• **Selected passage**
+ + +

Naked City

Beyond City Limits

The Scripps Howard Texas Poll says both Gov. Rick Perry and the Legislature have managed to disgust millions of Texans. (You call that "news"?) In the survey, 48% say they disapprove of Perry's performance -- the lowest rating for a governor since Ann Richards in 1994 -- while 68% feel the same way about the Lege, an all-time low in the history of the Texas Poll. -- M.C.M.

Gov. Rick Perry on Aug. 22 accepted the recommendation of the state's Board of Pardons and Paroles and pardoned 35 people convicted in the infamous 1999 Tulia drug sting. "Questions surrounding testimony from the key witness in these cases, coupled with recommendations from the [board], weighed heavily on my final decision," Perry said in a press release. "I believe my decision to grant pardons in these cases is both appropriate and just." Also on Friday, lawyers for two former Tulia defendants, against whom charges were dropped after they proved they weren't even in Tulia when disgraced freelance narc Tom Coleman claimed he bought cocaine from them, filed a federal suit in Amarillo against a host of county officials, claiming various civil rights violations. -- J.S.

+ + +

• **Required work**
A - Based on the Naked City column, mark each statement yes or no and quote the words that settle it: (i) 68% of those surveyed disapprove of the Legislature; (ii) Perry pardoned 35 people convicted in the Tulia drug sting; (iii) the federal suit was filed in Austin.
B - Please rewrite the part of the Naked City column that begins with "Gov. Rick Perry on" and ends after "violations. -- J.S.", renaming "Perry" to "the governor".
The listing that comes next was taken from a different source than the Naked City column.

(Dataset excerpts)
+ + +

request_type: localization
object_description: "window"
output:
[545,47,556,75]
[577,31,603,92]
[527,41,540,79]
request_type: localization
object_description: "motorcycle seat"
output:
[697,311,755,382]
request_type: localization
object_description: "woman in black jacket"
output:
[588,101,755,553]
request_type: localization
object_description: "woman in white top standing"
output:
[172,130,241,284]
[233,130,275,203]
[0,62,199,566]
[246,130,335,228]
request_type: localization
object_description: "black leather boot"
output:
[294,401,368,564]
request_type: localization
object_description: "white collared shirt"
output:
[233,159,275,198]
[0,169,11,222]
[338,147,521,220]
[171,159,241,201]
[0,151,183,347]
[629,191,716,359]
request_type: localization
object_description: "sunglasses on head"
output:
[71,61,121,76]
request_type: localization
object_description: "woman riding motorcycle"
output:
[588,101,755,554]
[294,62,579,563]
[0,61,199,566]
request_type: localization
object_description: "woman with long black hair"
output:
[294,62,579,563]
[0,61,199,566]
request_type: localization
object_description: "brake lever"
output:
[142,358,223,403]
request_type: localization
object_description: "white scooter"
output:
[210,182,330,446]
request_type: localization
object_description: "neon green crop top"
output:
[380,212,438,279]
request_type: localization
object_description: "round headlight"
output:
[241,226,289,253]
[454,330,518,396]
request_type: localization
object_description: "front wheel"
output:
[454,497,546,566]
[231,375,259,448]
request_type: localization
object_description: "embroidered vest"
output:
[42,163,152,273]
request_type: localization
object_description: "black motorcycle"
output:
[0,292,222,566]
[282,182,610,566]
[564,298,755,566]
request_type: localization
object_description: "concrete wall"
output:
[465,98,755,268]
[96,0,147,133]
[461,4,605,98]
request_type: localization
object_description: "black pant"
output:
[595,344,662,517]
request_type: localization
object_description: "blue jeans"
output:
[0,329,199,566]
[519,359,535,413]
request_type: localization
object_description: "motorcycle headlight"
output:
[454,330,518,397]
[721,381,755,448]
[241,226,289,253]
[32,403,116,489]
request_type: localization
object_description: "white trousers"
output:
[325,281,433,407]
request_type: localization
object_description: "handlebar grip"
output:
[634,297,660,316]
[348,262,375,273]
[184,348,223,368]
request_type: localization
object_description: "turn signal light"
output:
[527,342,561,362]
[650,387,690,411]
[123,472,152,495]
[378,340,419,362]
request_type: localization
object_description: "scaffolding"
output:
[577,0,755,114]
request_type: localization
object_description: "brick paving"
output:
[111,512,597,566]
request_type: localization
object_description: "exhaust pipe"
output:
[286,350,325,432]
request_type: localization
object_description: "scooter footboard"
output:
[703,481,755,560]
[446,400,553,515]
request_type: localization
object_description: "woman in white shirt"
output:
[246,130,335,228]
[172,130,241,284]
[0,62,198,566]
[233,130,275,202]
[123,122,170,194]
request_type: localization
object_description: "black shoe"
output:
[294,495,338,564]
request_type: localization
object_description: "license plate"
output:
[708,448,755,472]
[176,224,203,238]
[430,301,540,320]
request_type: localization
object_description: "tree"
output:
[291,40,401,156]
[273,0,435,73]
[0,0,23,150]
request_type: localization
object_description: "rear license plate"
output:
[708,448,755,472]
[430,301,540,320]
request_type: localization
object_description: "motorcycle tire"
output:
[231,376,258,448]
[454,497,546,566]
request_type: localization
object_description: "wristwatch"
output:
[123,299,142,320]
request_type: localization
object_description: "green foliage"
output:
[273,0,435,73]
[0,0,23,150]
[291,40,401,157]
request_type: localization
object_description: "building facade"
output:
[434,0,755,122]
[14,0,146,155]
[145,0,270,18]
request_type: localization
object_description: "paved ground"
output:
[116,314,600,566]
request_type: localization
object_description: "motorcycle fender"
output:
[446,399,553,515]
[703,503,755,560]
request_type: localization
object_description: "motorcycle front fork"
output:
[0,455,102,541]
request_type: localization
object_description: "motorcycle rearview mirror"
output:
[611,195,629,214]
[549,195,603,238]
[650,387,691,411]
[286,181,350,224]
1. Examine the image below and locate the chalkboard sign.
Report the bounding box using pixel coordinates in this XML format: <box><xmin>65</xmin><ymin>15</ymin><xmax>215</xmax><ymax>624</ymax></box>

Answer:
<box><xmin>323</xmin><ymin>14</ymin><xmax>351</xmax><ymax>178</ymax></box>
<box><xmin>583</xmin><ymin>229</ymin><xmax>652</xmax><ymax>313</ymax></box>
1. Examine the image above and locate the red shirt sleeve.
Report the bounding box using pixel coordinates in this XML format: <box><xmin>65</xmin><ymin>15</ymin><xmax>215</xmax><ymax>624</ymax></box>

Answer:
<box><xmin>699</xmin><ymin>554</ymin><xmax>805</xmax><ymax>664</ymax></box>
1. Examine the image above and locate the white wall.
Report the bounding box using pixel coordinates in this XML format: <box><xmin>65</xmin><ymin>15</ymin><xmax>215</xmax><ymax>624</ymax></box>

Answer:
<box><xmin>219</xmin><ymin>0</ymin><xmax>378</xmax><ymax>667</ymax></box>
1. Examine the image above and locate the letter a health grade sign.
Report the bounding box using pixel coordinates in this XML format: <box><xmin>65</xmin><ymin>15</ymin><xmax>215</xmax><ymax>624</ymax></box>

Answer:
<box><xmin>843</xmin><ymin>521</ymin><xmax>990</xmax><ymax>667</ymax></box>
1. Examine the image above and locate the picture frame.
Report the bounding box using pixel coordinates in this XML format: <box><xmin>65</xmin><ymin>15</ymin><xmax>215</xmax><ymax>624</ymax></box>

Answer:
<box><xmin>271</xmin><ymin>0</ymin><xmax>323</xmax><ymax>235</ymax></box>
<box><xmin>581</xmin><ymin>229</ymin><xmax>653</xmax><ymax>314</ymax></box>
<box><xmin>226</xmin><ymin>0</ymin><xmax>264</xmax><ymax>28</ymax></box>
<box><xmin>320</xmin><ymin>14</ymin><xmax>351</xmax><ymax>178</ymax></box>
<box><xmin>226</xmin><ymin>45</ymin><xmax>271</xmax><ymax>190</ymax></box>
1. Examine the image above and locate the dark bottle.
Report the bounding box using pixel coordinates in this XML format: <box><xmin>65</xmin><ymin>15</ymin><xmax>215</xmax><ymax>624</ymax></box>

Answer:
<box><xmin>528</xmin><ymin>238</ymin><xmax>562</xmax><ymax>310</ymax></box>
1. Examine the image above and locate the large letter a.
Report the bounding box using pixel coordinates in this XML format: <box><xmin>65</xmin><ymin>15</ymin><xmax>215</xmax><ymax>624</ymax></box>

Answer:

+ + +

• **Task-by-task answers**
A -
(i) Yes: "68% feel the same way about the Lege"
(ii) Yes: "pardoned 35 people convicted in the infamous 1999 Tulia drug sting"
(iii) No: "filed a federal suit in Amarillo"

B -
Gov. Rick the governor on Aug. 22 accepted the recommendation of the state's Board of Pardons and Paroles and pardoned 35 people convicted in the infamous 1999 Tulia drug sting. "Questions surrounding testimony from the key witness in these cases, coupled with recommendations from the [board], weighed heavily on my final decision," the governor said in a press release. "I believe my decision to grant pardons in these cases is both appropriate and just." Also on Friday, lawyers for two former Tulia defendants, against whom charges were dropped after they proved they weren't even in Tulia when disgraced freelance narc Tom Coleman claimed he bought cocaine from them, filed a federal suit in Amarillo against a host of county officials, claiming various civil rights violations. -- J.S.